AIM OF THE TASK » How many lines of the material below contain the string "white"? Reply with the number alone.

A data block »
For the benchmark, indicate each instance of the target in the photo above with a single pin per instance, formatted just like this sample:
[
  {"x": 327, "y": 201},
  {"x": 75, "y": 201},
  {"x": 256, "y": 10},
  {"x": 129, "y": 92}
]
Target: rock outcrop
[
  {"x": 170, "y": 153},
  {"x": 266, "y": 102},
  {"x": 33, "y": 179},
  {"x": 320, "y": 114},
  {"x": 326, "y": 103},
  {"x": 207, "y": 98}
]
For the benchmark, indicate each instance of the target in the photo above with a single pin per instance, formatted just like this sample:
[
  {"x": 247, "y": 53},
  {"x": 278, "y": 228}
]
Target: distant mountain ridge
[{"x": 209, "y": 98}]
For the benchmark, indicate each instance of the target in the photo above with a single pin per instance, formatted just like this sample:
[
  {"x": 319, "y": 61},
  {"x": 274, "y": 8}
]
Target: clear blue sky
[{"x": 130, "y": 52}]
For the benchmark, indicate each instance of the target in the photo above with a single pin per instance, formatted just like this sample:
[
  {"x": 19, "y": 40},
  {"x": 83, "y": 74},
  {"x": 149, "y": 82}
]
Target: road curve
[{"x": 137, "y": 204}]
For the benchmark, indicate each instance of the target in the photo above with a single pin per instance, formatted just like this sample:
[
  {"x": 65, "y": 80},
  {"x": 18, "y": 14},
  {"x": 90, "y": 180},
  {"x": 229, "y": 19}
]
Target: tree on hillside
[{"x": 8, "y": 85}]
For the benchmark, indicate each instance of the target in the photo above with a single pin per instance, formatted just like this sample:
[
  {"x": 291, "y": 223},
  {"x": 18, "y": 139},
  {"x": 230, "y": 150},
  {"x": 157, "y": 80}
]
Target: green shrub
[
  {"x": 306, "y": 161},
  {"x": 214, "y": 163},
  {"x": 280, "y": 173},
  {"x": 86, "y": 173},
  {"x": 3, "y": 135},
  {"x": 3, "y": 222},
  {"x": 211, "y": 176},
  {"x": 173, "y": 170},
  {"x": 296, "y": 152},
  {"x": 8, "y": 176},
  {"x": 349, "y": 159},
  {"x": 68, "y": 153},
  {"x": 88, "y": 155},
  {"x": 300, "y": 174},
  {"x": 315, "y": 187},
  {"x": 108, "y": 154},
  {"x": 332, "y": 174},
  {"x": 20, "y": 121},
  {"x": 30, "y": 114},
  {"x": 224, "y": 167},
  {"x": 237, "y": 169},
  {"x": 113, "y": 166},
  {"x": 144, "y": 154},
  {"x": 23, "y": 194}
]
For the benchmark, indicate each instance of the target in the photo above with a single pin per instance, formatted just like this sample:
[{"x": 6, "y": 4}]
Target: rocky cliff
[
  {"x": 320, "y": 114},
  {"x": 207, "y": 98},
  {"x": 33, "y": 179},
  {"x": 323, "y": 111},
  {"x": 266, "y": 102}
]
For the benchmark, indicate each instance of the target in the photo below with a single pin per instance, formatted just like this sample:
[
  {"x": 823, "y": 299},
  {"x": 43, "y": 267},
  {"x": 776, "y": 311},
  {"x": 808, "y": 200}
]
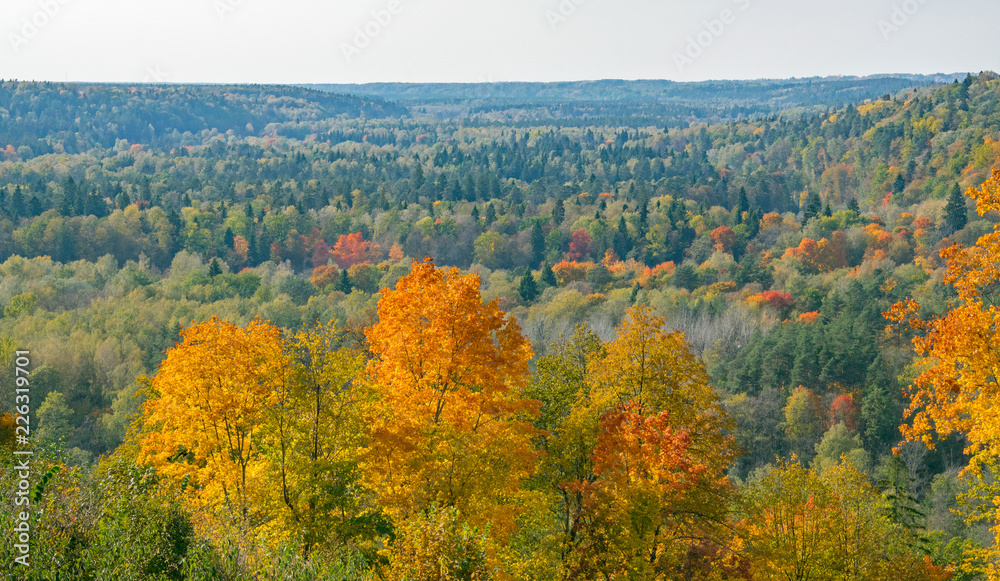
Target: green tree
[
  {"x": 527, "y": 288},
  {"x": 55, "y": 418},
  {"x": 956, "y": 216}
]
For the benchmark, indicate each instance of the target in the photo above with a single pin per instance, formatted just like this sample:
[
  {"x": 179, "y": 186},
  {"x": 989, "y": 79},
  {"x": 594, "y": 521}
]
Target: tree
[
  {"x": 314, "y": 436},
  {"x": 579, "y": 247},
  {"x": 658, "y": 449},
  {"x": 805, "y": 524},
  {"x": 206, "y": 408},
  {"x": 723, "y": 239},
  {"x": 548, "y": 275},
  {"x": 54, "y": 418},
  {"x": 214, "y": 268},
  {"x": 490, "y": 250},
  {"x": 959, "y": 353},
  {"x": 353, "y": 249},
  {"x": 528, "y": 289},
  {"x": 537, "y": 244},
  {"x": 448, "y": 371},
  {"x": 956, "y": 215}
]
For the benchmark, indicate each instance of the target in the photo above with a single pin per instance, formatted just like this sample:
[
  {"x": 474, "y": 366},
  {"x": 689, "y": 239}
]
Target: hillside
[{"x": 774, "y": 242}]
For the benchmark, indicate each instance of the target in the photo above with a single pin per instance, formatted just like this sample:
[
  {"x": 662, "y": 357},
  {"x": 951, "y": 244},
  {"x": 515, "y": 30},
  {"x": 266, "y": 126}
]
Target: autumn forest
[{"x": 421, "y": 333}]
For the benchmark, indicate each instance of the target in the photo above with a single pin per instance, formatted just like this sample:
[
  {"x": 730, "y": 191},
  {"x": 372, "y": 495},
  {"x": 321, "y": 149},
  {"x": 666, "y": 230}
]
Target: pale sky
[{"x": 314, "y": 41}]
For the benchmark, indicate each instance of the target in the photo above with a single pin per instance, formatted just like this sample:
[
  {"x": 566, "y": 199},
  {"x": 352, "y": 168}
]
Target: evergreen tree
[
  {"x": 214, "y": 268},
  {"x": 548, "y": 277},
  {"x": 528, "y": 289},
  {"x": 743, "y": 206},
  {"x": 813, "y": 208},
  {"x": 558, "y": 213},
  {"x": 537, "y": 244},
  {"x": 955, "y": 213}
]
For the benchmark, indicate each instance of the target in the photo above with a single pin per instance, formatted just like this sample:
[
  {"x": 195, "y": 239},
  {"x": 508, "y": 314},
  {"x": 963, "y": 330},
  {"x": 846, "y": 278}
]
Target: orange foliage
[
  {"x": 822, "y": 256},
  {"x": 772, "y": 220},
  {"x": 324, "y": 275},
  {"x": 843, "y": 410},
  {"x": 810, "y": 317},
  {"x": 396, "y": 253},
  {"x": 723, "y": 238},
  {"x": 569, "y": 271},
  {"x": 354, "y": 249},
  {"x": 449, "y": 371}
]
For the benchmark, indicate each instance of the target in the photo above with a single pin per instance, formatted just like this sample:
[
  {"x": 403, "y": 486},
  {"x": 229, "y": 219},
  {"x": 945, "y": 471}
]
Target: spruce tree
[
  {"x": 955, "y": 213},
  {"x": 528, "y": 289},
  {"x": 214, "y": 268},
  {"x": 537, "y": 244},
  {"x": 548, "y": 277}
]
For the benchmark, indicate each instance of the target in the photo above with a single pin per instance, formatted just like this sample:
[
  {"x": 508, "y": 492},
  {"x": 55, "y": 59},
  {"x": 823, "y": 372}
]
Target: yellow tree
[
  {"x": 449, "y": 372},
  {"x": 802, "y": 523},
  {"x": 207, "y": 405},
  {"x": 314, "y": 434},
  {"x": 959, "y": 359}
]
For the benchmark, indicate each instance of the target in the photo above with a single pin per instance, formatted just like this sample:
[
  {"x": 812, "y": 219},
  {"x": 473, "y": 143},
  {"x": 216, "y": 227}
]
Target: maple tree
[
  {"x": 657, "y": 447},
  {"x": 449, "y": 371},
  {"x": 723, "y": 239},
  {"x": 206, "y": 410},
  {"x": 959, "y": 355},
  {"x": 802, "y": 523},
  {"x": 313, "y": 436}
]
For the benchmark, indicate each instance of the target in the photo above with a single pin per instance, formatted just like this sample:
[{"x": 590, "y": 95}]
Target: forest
[{"x": 424, "y": 333}]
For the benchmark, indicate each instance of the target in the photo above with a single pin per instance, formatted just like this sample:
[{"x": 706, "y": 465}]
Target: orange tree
[
  {"x": 647, "y": 442},
  {"x": 449, "y": 372},
  {"x": 959, "y": 362},
  {"x": 204, "y": 419}
]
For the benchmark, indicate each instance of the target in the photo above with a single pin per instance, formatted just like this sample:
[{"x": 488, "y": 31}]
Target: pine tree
[
  {"x": 813, "y": 208},
  {"x": 956, "y": 215},
  {"x": 548, "y": 277},
  {"x": 558, "y": 213},
  {"x": 537, "y": 243},
  {"x": 528, "y": 288}
]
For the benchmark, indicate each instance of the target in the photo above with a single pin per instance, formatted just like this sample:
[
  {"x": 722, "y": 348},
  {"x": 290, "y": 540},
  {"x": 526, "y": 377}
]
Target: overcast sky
[{"x": 335, "y": 41}]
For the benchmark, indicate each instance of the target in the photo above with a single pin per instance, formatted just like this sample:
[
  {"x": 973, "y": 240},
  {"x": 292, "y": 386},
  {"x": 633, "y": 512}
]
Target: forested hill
[
  {"x": 76, "y": 117},
  {"x": 640, "y": 102}
]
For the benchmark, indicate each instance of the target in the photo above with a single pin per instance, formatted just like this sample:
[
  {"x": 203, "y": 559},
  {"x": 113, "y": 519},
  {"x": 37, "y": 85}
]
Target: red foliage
[
  {"x": 810, "y": 317},
  {"x": 777, "y": 299},
  {"x": 352, "y": 249},
  {"x": 843, "y": 410},
  {"x": 321, "y": 254}
]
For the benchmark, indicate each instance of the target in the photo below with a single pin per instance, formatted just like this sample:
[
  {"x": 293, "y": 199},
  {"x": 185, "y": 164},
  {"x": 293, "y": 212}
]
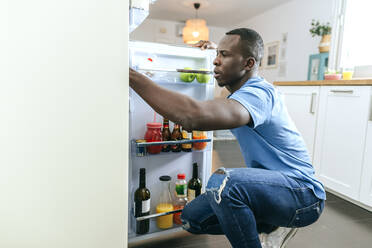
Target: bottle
[
  {"x": 142, "y": 204},
  {"x": 186, "y": 136},
  {"x": 194, "y": 185},
  {"x": 199, "y": 135},
  {"x": 165, "y": 204},
  {"x": 166, "y": 135},
  {"x": 176, "y": 135},
  {"x": 180, "y": 199}
]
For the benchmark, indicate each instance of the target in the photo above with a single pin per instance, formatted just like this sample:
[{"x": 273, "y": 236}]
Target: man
[{"x": 278, "y": 191}]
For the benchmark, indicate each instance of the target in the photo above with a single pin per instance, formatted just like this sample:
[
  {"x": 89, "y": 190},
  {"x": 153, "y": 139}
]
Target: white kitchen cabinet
[
  {"x": 302, "y": 106},
  {"x": 366, "y": 179},
  {"x": 341, "y": 136}
]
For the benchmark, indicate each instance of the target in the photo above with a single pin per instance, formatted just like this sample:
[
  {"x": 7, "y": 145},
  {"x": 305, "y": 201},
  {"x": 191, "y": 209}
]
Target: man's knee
[
  {"x": 217, "y": 184},
  {"x": 188, "y": 224}
]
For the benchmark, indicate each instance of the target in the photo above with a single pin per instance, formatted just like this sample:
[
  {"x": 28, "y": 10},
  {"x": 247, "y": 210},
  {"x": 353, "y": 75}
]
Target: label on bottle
[
  {"x": 190, "y": 195},
  {"x": 186, "y": 136},
  {"x": 181, "y": 189},
  {"x": 146, "y": 206}
]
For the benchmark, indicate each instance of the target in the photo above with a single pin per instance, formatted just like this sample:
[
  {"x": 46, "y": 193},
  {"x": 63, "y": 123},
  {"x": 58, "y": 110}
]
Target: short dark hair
[{"x": 251, "y": 42}]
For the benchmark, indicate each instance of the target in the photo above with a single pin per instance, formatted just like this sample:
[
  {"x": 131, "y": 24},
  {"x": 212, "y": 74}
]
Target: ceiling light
[{"x": 195, "y": 29}]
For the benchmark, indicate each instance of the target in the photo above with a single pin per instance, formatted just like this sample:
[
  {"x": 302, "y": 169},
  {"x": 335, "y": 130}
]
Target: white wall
[
  {"x": 63, "y": 123},
  {"x": 154, "y": 30},
  {"x": 293, "y": 18}
]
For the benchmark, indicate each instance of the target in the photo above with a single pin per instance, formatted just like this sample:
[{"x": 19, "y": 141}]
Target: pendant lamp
[{"x": 195, "y": 29}]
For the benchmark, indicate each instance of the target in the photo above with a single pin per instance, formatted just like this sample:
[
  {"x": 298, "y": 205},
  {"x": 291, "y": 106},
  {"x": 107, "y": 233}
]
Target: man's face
[{"x": 229, "y": 62}]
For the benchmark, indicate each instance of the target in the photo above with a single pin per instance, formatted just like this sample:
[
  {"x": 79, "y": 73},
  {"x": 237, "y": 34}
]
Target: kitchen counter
[{"x": 325, "y": 82}]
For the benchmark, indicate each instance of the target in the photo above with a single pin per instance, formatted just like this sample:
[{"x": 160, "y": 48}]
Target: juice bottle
[
  {"x": 181, "y": 197},
  {"x": 166, "y": 135},
  {"x": 186, "y": 136},
  {"x": 165, "y": 204},
  {"x": 176, "y": 135},
  {"x": 199, "y": 135}
]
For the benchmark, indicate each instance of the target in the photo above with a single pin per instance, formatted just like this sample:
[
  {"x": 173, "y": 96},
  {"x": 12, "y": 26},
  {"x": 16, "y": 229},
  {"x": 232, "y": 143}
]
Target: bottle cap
[
  {"x": 181, "y": 176},
  {"x": 165, "y": 178},
  {"x": 154, "y": 125}
]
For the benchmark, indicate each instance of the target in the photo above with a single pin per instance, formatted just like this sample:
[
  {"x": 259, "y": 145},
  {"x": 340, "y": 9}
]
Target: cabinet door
[
  {"x": 366, "y": 182},
  {"x": 301, "y": 102},
  {"x": 343, "y": 117}
]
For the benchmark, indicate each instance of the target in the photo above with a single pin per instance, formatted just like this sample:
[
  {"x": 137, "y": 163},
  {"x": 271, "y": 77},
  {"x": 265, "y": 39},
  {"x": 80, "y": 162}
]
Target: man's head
[{"x": 238, "y": 55}]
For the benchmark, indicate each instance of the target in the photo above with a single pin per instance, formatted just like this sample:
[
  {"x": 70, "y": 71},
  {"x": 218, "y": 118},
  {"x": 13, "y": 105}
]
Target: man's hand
[{"x": 205, "y": 44}]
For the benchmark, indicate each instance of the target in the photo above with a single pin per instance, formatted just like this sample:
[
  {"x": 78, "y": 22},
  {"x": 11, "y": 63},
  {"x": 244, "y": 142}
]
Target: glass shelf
[
  {"x": 139, "y": 149},
  {"x": 173, "y": 77},
  {"x": 144, "y": 144}
]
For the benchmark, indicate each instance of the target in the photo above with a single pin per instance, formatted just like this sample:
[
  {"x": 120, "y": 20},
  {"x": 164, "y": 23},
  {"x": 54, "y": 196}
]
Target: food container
[
  {"x": 153, "y": 134},
  {"x": 140, "y": 150}
]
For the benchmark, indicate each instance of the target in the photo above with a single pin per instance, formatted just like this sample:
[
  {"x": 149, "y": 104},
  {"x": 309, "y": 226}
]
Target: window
[{"x": 356, "y": 49}]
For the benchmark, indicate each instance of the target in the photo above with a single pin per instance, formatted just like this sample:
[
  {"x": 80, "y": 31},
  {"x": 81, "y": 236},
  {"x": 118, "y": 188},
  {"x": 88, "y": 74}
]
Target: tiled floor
[{"x": 342, "y": 224}]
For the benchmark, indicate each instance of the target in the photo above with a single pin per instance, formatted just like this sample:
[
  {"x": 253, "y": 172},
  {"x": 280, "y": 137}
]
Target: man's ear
[{"x": 250, "y": 62}]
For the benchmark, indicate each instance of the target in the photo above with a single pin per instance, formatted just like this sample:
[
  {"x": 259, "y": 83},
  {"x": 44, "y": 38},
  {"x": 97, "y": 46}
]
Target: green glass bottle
[
  {"x": 194, "y": 185},
  {"x": 142, "y": 204}
]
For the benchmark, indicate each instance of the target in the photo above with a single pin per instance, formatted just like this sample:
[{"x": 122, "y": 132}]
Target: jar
[{"x": 153, "y": 134}]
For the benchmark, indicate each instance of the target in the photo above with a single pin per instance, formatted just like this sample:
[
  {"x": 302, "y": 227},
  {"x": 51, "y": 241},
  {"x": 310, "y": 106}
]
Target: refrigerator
[{"x": 160, "y": 63}]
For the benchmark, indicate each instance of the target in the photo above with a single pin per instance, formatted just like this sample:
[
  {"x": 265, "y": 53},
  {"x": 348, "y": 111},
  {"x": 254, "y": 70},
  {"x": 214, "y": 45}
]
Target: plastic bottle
[{"x": 181, "y": 197}]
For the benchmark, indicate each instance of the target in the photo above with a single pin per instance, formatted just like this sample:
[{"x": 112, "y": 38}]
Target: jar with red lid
[{"x": 153, "y": 134}]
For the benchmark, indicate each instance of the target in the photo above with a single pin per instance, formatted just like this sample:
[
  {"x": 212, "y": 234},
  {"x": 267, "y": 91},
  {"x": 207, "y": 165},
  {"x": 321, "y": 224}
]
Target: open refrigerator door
[{"x": 164, "y": 64}]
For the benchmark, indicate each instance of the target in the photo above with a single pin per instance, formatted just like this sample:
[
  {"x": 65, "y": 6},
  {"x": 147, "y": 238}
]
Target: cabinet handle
[
  {"x": 157, "y": 215},
  {"x": 343, "y": 91},
  {"x": 312, "y": 104}
]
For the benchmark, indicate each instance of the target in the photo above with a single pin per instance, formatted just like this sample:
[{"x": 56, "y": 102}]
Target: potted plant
[{"x": 324, "y": 31}]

TASK ANSWER » 2